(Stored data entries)
>>
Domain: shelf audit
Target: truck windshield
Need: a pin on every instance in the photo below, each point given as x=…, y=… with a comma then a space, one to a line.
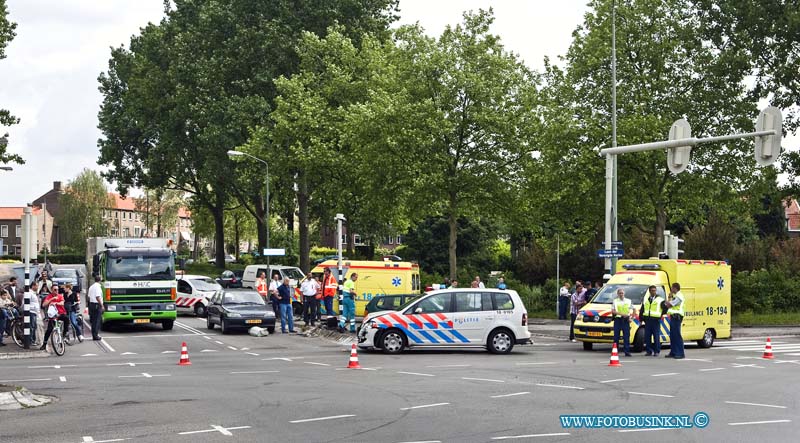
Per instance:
x=140, y=267
x=635, y=293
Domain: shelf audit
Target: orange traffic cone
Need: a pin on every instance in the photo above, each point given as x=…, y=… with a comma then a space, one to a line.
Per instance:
x=768, y=350
x=614, y=357
x=353, y=358
x=184, y=361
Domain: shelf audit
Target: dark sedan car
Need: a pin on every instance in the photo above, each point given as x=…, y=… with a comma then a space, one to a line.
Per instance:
x=231, y=279
x=239, y=309
x=388, y=302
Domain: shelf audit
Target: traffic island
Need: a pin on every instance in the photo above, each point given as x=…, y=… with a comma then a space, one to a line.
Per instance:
x=17, y=397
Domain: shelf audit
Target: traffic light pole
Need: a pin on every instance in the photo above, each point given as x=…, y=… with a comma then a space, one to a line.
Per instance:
x=768, y=134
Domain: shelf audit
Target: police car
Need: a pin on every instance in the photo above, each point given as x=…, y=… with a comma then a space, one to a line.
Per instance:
x=493, y=318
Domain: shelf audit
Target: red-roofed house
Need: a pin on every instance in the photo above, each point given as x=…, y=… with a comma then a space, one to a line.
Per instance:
x=792, y=212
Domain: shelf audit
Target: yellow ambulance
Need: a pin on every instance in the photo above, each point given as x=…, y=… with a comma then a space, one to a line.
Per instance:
x=374, y=278
x=706, y=285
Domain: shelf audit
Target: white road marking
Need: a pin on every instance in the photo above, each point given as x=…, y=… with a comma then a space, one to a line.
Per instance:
x=483, y=379
x=651, y=395
x=614, y=380
x=216, y=428
x=51, y=367
x=433, y=405
x=645, y=430
x=510, y=395
x=315, y=363
x=512, y=437
x=759, y=422
x=545, y=385
x=755, y=404
x=333, y=417
x=416, y=373
x=131, y=364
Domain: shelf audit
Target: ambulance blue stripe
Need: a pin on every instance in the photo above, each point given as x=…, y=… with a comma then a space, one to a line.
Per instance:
x=444, y=336
x=429, y=337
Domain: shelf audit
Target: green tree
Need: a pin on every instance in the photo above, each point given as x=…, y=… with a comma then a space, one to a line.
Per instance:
x=6, y=119
x=82, y=205
x=446, y=124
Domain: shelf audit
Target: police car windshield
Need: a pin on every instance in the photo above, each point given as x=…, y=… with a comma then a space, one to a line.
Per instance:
x=635, y=293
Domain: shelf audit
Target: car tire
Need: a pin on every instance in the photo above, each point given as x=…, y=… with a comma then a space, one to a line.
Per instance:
x=500, y=341
x=708, y=339
x=638, y=340
x=393, y=341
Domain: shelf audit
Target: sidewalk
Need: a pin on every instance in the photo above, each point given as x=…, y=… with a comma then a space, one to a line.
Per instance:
x=560, y=328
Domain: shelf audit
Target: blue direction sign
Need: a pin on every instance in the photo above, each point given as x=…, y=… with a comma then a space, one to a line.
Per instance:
x=610, y=253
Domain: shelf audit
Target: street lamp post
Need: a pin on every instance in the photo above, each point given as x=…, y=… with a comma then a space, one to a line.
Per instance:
x=234, y=153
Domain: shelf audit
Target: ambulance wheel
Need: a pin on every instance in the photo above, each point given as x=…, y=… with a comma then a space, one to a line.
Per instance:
x=708, y=339
x=393, y=341
x=501, y=341
x=638, y=340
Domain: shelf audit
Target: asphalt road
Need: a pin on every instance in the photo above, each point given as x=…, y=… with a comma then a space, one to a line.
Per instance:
x=296, y=389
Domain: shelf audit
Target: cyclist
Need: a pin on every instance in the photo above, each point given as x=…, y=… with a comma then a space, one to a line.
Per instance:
x=57, y=300
x=73, y=306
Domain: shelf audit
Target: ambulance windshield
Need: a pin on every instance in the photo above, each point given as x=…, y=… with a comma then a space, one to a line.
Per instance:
x=635, y=293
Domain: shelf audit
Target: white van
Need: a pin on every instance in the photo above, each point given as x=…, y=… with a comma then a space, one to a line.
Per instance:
<<
**Work item**
In repeating the entries, exclude the pictures and alter nothing else.

**Response below**
Domain: shelf audit
Target: truck windshield
Need: a pin on every instance in the photo below, each point given as x=…, y=… with a comma then a space, one to a line.
Per instance:
x=140, y=267
x=635, y=293
Domain: shelf audit
Target: orange traffic cone
Need: a pin on every instance in the photo above, each point given as x=…, y=… with a comma then a space, one to a line.
Per instance:
x=768, y=350
x=614, y=357
x=353, y=358
x=184, y=361
Domain: shelf audit
Target: dark sedan car
Need: a pin on every instance in the photo above, each point given as x=…, y=… with a comma then a space, one to a line.
Per instance:
x=231, y=279
x=239, y=309
x=388, y=302
Domain: shelf audit
Target: traffic island
Need: a pin on every instance in the photo above, each point given as x=…, y=… with a comma then a space, one to a line.
Per instance:
x=17, y=397
Domain: shelf audit
Target: traffic light pole
Need: a pin on every instance in the photo above, each point given as x=…, y=… with a comma then a space, one to a line.
Per instance:
x=768, y=134
Domain: shelf audit
Target: police car
Need: a pin on every instance in the photo above, each point given as x=…, y=… with a comma then a space, one to a line.
Per instance:
x=493, y=318
Domain: shelf audit
Target: red-roofed house
Need: a pin on every instance in the photo above, each point given as x=…, y=… with a comma then a space, one to a line.
Per instance:
x=792, y=212
Domain: shelf audit
Target: yellow ambulance
Need: a pin on every instance in the photo above, each point given as x=…, y=… with a comma then a space, one to a line.
Per instance:
x=374, y=278
x=706, y=285
Domain: shelf audit
Target: white road marking
Need: a pin on every instance in the photo above, each point given as x=…, y=… with a comma then a space, one to a line.
Per instance:
x=483, y=379
x=651, y=395
x=614, y=380
x=216, y=428
x=51, y=367
x=433, y=405
x=645, y=430
x=510, y=395
x=315, y=363
x=512, y=437
x=759, y=422
x=545, y=385
x=755, y=404
x=333, y=417
x=416, y=373
x=131, y=364
Domain: shelf audit
Target: ambulance blue stripe
Need: a pin on every instance in the photo above, each point given as x=…, y=… with a comma then a space, one to a line.
Per instance:
x=444, y=336
x=429, y=337
Domain: shelf audit
Target: green tree
Need: a pin on every instance in the photo above, each point given as x=…, y=… with a comma then a space, one to a line.
Per instance:
x=6, y=119
x=82, y=205
x=446, y=124
Domain: shelf audit
Target: police car windshield
Need: a pin on every instance in the photo above, each point given as x=…, y=… with a comma then a space, one to a line.
Per instance:
x=635, y=293
Domain: shelf audit
Target: car tire
Need: a pin on every instance in the photo above, each point given as x=…, y=… with a comma then a space, one to a line.
Per instance:
x=500, y=341
x=708, y=339
x=638, y=340
x=393, y=341
Domain: shelf audit
Target: sidewalk
Need: a pin on every instance in the photo above, each point given as x=…, y=… with a comma then a space, one to a line.
Per instance:
x=560, y=328
Domain: shelf audit
Target: blue direction sign
Need: a pin on every instance in the photo above, each point given as x=…, y=… with a comma then a space, one to a line.
Per instance:
x=610, y=253
Domain: shelf audit
Target: street lamp post
Need: a pin on every instance in the photo above, each point given as x=…, y=… with a comma then a space, one to a line.
Per instance:
x=234, y=153
Domain: shelf audit
Target: ambulance wheel
Need: a pin on every instance in the photo above, each point given as x=…, y=… with a comma then a space, one to a line.
Per instance:
x=708, y=339
x=393, y=341
x=501, y=341
x=638, y=340
Domain: shelf audit
Target: asphalt road
Need: a pin on every instance in the photo above, each point given as x=…, y=… with a comma then a space, one to a line.
Per instance:
x=296, y=389
Domain: shelf audit
Target: cyclist
Need: a pin on every instance in the photo above, each point given as x=…, y=… with a comma then a space, one to a line.
Per instance:
x=57, y=300
x=73, y=306
Domain: shelf audit
Target: ambulance windshield
Need: a pin on every instance in the photo above, each point given as x=…, y=… with a comma then a space, one to a line.
Per instance:
x=635, y=293
Domain: shelf audit
Target: white van
Need: a pin on every instance in the photo above, each point given as x=…, y=… with a comma then a space, one to a line.
Per instance:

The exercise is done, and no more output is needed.